**EXERCISE BRIEF**
Once the line containing "# spot one keypoint per instance of the distant" has been printed, stop; print every line before it exactly, starting at the top of the material below.
= Beginning of Section =
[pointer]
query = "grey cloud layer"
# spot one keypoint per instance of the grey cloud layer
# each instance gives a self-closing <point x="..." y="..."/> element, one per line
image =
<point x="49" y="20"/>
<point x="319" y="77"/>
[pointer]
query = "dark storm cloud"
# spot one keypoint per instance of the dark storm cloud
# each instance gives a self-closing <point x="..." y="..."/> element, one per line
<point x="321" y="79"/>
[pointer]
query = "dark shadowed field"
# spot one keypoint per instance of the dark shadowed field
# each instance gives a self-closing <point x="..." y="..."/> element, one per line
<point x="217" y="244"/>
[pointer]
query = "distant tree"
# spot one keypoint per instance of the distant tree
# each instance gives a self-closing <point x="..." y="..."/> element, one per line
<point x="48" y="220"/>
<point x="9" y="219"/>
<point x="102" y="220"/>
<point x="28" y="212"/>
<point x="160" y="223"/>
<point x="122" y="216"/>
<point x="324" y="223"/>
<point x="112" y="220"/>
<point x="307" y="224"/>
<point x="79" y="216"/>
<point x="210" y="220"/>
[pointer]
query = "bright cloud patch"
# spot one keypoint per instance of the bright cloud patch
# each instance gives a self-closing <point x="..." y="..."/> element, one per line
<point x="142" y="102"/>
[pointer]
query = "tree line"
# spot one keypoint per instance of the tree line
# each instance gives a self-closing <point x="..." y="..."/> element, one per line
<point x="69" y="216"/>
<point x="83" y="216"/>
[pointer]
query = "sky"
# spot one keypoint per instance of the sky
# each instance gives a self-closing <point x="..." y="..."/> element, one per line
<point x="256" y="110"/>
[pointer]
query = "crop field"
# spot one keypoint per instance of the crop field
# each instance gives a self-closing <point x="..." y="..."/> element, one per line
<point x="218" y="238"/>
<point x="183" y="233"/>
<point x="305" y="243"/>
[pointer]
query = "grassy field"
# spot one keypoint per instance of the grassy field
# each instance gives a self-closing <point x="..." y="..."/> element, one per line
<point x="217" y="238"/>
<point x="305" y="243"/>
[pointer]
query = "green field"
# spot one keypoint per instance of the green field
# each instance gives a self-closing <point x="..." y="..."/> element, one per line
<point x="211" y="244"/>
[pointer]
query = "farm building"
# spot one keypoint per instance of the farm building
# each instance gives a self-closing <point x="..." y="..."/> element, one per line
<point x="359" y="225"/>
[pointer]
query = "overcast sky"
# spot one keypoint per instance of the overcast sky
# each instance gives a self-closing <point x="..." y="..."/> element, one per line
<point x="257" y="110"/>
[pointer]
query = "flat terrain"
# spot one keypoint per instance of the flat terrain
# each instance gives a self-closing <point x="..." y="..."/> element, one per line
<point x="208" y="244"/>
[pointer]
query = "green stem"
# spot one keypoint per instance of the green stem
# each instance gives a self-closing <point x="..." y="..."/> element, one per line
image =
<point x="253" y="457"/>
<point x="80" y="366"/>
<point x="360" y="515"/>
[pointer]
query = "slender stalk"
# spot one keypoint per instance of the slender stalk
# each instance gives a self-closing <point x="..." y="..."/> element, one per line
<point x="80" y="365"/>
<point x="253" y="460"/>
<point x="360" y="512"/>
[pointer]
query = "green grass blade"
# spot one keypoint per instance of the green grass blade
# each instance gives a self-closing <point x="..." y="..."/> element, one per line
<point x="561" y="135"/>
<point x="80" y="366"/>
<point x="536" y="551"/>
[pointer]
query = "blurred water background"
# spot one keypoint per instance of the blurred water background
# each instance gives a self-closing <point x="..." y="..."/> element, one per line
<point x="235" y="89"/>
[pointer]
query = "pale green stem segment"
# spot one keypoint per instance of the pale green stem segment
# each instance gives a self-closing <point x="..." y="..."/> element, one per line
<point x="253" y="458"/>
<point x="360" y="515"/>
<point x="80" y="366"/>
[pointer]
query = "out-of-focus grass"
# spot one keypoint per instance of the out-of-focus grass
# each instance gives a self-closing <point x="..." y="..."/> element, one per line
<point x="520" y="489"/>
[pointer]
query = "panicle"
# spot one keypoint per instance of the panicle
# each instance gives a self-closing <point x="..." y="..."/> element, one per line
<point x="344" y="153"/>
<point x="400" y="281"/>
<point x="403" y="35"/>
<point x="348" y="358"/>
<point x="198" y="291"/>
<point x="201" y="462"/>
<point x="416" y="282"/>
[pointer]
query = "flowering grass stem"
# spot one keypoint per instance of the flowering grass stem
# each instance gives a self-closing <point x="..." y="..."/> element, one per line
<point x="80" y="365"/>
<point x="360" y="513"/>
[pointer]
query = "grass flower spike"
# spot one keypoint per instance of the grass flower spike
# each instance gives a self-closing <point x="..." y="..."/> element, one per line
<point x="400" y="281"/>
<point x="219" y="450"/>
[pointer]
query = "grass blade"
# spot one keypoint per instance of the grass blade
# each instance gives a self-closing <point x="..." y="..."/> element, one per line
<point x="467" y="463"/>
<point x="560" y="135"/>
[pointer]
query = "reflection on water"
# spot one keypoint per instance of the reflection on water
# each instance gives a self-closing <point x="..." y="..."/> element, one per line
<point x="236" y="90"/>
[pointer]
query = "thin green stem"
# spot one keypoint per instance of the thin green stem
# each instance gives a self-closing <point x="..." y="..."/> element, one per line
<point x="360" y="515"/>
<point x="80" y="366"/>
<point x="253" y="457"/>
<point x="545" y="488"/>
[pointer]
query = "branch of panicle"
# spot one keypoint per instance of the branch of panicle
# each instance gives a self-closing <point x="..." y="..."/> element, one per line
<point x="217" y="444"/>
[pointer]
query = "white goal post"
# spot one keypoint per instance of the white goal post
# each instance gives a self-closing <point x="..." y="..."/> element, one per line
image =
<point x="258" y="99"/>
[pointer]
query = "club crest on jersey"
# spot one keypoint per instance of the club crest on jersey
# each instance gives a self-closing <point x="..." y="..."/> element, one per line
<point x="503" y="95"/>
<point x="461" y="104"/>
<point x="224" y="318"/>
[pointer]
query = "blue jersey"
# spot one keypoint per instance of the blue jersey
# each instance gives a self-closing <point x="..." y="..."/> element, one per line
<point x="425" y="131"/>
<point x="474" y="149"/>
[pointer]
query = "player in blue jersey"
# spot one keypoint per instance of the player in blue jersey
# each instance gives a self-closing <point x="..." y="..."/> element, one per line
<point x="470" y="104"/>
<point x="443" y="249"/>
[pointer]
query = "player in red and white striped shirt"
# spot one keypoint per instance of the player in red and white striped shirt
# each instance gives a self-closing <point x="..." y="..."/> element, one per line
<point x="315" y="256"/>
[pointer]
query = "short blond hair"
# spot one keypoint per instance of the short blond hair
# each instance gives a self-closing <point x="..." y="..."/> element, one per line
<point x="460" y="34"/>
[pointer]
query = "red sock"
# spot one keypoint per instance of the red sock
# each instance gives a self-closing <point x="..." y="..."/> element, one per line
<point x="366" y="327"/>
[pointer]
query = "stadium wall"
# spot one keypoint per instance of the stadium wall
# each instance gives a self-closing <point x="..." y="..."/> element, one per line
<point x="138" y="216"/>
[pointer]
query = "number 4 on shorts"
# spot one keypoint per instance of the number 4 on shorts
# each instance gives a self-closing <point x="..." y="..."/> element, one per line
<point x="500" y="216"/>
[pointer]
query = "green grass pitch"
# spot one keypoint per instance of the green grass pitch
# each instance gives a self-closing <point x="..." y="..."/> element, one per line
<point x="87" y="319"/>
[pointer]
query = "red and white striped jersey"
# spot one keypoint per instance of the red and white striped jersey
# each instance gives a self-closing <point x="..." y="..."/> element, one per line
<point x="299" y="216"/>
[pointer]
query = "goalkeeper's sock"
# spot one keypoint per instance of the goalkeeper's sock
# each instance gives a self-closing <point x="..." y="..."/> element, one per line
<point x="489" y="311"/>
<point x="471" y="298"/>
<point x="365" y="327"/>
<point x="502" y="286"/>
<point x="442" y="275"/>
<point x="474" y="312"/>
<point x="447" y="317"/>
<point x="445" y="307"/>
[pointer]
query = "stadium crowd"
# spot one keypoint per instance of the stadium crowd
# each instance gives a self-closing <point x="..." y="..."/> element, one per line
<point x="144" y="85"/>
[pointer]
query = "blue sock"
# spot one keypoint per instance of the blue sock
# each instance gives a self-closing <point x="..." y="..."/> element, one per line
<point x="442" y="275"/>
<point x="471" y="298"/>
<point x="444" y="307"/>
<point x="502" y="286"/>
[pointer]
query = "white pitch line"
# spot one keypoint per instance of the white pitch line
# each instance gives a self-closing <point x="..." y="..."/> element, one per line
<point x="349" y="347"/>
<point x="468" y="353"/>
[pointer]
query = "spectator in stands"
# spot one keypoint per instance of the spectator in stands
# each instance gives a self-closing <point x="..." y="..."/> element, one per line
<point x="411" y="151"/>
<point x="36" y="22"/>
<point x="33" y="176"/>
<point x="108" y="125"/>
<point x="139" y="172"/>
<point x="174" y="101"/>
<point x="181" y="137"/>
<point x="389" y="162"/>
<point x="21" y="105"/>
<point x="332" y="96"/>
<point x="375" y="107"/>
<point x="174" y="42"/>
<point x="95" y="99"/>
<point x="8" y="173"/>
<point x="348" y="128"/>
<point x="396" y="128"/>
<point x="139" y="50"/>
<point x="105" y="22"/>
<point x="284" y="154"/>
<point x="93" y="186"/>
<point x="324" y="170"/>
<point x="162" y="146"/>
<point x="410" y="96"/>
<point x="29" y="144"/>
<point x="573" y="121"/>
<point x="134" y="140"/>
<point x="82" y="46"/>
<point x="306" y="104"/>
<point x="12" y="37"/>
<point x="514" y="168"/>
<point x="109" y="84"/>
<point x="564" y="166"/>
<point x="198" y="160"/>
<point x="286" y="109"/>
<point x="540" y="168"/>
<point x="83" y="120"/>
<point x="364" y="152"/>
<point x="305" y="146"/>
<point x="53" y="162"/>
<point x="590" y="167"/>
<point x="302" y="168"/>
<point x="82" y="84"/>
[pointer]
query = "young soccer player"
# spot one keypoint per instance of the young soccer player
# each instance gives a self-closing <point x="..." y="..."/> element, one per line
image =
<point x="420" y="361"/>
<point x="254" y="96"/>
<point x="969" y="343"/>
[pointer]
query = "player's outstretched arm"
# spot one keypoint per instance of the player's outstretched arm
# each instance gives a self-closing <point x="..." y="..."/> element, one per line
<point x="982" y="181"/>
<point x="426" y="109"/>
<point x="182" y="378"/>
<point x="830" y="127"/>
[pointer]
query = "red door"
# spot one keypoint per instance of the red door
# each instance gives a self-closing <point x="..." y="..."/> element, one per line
= End of Section =
**EXERCISE RESPONSE**
[pointer]
query = "grey cloud layer"
# spot one keypoint per instance of the grey cloud layer
# each instance gives a self-closing <point x="..." y="..."/> element, one per line
image =
<point x="49" y="20"/>
<point x="319" y="77"/>
[pointer]
query = "dark storm cloud"
# spot one keypoint per instance of the dark storm cloud
# each instance gives a self-closing <point x="..." y="..."/> element, one per line
<point x="321" y="79"/>
[pointer]
query = "dark shadowed field"
# spot one keypoint per instance of the dark shadowed field
# each instance gives a self-closing <point x="..." y="..."/> element, one per line
<point x="217" y="244"/>
[pointer]
query = "distant tree"
# spot one keypoint per instance of the distant tree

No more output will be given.